- [Problem to work on]:
Although the entries contain pictures, only their words should be duplicated exactly.
##### Data excerpts #####
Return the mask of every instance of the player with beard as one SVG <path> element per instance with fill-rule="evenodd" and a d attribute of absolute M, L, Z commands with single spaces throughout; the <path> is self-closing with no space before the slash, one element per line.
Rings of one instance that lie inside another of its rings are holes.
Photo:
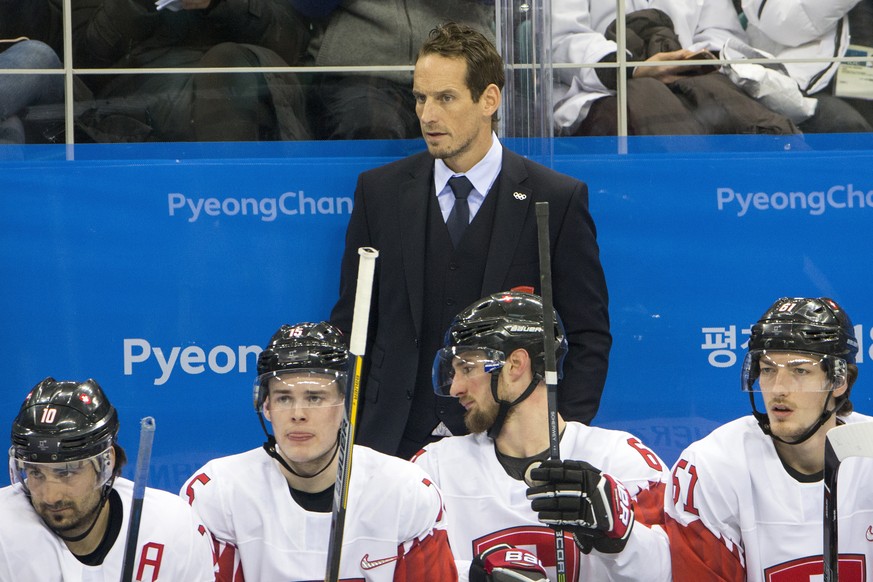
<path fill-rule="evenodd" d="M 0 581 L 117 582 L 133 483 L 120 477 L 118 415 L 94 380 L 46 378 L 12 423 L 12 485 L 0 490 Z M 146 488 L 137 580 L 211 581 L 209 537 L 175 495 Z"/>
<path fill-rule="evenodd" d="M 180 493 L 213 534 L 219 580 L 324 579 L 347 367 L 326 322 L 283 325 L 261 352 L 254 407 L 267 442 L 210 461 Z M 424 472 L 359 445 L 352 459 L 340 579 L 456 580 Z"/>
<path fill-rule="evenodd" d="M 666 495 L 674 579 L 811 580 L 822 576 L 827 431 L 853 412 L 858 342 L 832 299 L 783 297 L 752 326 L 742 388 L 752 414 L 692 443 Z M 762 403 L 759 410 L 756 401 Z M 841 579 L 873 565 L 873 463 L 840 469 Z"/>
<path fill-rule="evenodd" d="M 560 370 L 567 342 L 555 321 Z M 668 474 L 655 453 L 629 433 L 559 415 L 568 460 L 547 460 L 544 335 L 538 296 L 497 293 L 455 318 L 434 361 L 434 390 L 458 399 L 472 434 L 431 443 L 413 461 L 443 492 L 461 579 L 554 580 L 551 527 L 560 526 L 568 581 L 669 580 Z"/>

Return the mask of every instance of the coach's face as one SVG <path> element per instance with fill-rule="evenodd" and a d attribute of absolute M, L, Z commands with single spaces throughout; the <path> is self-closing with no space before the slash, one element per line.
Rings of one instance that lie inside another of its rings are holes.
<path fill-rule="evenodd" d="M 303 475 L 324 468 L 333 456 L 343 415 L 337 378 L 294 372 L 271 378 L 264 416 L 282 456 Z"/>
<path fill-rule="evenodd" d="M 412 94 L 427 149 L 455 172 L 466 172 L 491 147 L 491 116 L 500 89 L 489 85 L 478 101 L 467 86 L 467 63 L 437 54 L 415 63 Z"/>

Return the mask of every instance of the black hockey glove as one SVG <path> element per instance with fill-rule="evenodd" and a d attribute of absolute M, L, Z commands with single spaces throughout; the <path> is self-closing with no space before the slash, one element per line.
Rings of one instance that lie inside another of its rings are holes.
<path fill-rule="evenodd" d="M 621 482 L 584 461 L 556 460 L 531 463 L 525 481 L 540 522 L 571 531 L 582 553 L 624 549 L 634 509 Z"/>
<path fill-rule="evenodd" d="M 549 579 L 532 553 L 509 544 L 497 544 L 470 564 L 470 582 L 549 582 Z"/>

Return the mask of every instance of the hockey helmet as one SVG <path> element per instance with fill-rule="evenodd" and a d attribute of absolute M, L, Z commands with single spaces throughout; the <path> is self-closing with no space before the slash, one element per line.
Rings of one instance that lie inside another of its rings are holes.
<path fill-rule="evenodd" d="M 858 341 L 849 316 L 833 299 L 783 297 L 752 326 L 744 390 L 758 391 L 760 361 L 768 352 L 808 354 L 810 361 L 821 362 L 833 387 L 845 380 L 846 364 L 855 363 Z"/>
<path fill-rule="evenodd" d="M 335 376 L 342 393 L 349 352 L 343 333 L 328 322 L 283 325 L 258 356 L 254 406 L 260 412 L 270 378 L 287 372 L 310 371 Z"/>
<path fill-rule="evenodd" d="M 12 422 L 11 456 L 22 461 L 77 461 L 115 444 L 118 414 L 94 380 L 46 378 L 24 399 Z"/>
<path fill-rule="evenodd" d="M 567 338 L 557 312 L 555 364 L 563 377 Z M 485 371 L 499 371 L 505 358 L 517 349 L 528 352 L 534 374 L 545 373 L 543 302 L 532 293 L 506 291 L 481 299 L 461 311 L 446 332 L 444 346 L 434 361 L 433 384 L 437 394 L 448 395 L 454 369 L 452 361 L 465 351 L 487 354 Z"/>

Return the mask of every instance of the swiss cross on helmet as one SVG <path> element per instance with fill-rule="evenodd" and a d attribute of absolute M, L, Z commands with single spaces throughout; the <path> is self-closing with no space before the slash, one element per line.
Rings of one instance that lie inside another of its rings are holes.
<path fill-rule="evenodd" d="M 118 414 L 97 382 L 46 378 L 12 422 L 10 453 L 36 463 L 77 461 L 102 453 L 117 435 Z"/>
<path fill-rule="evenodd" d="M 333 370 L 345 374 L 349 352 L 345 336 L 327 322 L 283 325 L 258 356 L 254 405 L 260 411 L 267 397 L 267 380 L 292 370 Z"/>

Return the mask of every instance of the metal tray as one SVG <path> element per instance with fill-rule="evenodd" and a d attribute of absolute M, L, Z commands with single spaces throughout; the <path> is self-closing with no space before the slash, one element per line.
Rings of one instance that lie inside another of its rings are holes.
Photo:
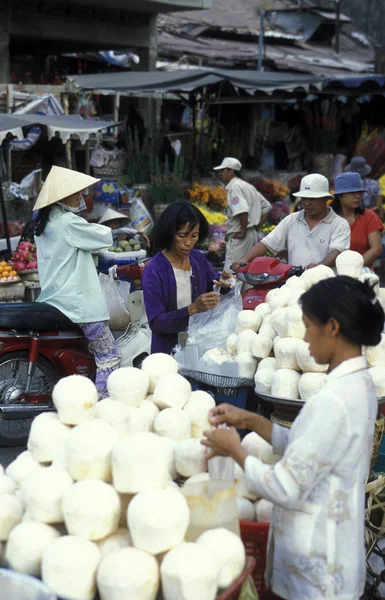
#####
- [Task response]:
Return the mask of every instance of the player with beard as one SVG <path> element per instance with fill-rule="evenodd" and a d attribute of absolute M, L, Z commands with single spaces throughout; the <path> is self-closing with no space before the slash, one element per line.
Rings of one instance that lie inside another of its rings are holes.
Photo:
<path fill-rule="evenodd" d="M 0 581 L 117 582 L 133 483 L 120 477 L 118 415 L 94 380 L 46 378 L 12 423 L 12 485 L 0 490 Z M 146 488 L 137 580 L 211 581 L 209 537 L 175 495 Z"/>
<path fill-rule="evenodd" d="M 180 493 L 213 534 L 219 580 L 324 579 L 347 367 L 326 322 L 283 325 L 261 352 L 254 407 L 267 442 L 210 461 Z M 424 472 L 359 445 L 352 459 L 340 579 L 456 580 Z"/>
<path fill-rule="evenodd" d="M 666 495 L 674 579 L 811 580 L 822 576 L 827 431 L 853 412 L 858 342 L 832 299 L 783 297 L 752 326 L 742 388 L 752 414 L 692 443 Z M 762 403 L 759 410 L 756 401 Z M 841 579 L 873 565 L 873 463 L 840 469 Z"/>
<path fill-rule="evenodd" d="M 560 370 L 567 342 L 555 321 Z M 668 474 L 655 453 L 629 433 L 559 415 L 568 460 L 547 460 L 544 335 L 538 296 L 497 293 L 455 318 L 434 361 L 434 390 L 458 399 L 472 434 L 431 443 L 413 461 L 443 492 L 461 579 L 554 580 L 551 527 L 560 526 L 568 581 L 669 580 Z"/>

Return the mask of every instance of the coach's face as one SVG <path> element per instance with fill-rule="evenodd" and a d attribute of absolute M, L, Z commands with single spaces throughout; the <path> is self-closing with no space before the slash, one element per line.
Rings of one instance that lie inside another of its rings are holes.
<path fill-rule="evenodd" d="M 303 475 L 324 468 L 333 456 L 343 415 L 337 378 L 294 372 L 271 378 L 264 416 L 282 456 Z"/>
<path fill-rule="evenodd" d="M 412 94 L 427 149 L 455 172 L 466 172 L 491 147 L 491 116 L 500 89 L 489 85 L 478 101 L 467 86 L 467 63 L 437 54 L 415 63 Z"/>

Return the mask of every instance of the black hockey glove as one SVG <path> element per instance with fill-rule="evenodd" and a d attribute of absolute M, L, Z commands with single spaces throughout; the <path> is self-closing with no space before the slash, one element per line.
Rings of one instance that lie inside another of its rings are holes.
<path fill-rule="evenodd" d="M 621 482 L 584 461 L 556 460 L 531 463 L 525 481 L 540 522 L 571 531 L 582 553 L 624 549 L 634 509 Z"/>
<path fill-rule="evenodd" d="M 549 579 L 532 553 L 509 544 L 497 544 L 470 564 L 470 582 L 549 582 Z"/>

Return the mask of every instance of the hockey helmet as one SVG <path> element per instance with fill-rule="evenodd" and a d attribute of absolute M, L, Z commands with single spaces throughout; the <path> is self-closing with no space before the slash, one element per line.
Rings of one instance that lie inside another of its rings are holes.
<path fill-rule="evenodd" d="M 858 341 L 849 316 L 833 299 L 783 297 L 752 326 L 744 390 L 758 391 L 760 361 L 768 352 L 808 354 L 810 361 L 821 362 L 833 387 L 845 380 L 846 364 L 855 363 Z"/>
<path fill-rule="evenodd" d="M 335 376 L 342 393 L 349 352 L 343 333 L 328 322 L 283 325 L 258 356 L 254 406 L 260 412 L 270 378 L 287 372 L 310 371 Z"/>
<path fill-rule="evenodd" d="M 12 422 L 11 456 L 22 461 L 77 461 L 115 444 L 118 414 L 94 380 L 46 378 L 24 399 Z"/>
<path fill-rule="evenodd" d="M 567 338 L 557 312 L 555 364 L 563 377 Z M 485 371 L 499 371 L 505 358 L 517 349 L 528 352 L 534 374 L 545 373 L 543 302 L 532 293 L 506 291 L 481 299 L 461 311 L 446 332 L 444 346 L 434 361 L 433 384 L 437 394 L 448 395 L 454 369 L 452 361 L 465 351 L 487 354 Z"/>

Return the mask of every instance of the swiss cross on helmet as one SVG <path> element per instance with fill-rule="evenodd" and a d attribute of absolute M, L, Z commands with single spaces throughout; the <path> is self-closing with no space before the slash, one element per line.
Rings of one instance that lie inside another of its rings are holes.
<path fill-rule="evenodd" d="M 118 414 L 97 382 L 46 378 L 12 422 L 10 453 L 36 463 L 77 461 L 102 453 L 117 435 Z"/>
<path fill-rule="evenodd" d="M 333 370 L 345 374 L 349 352 L 345 336 L 327 322 L 283 325 L 258 356 L 254 405 L 260 411 L 267 397 L 267 380 L 292 370 Z"/>

Return the mask of every instance of the metal tray as one SVG <path> element per instance with fill-rule="evenodd" and a d attribute of absolute M, L, Z commands with single spaces throughout; the <path> is self-closing with no space before the slash, one element per line.
Rings of one instance that lie inside another of its rings are holes.
Photo:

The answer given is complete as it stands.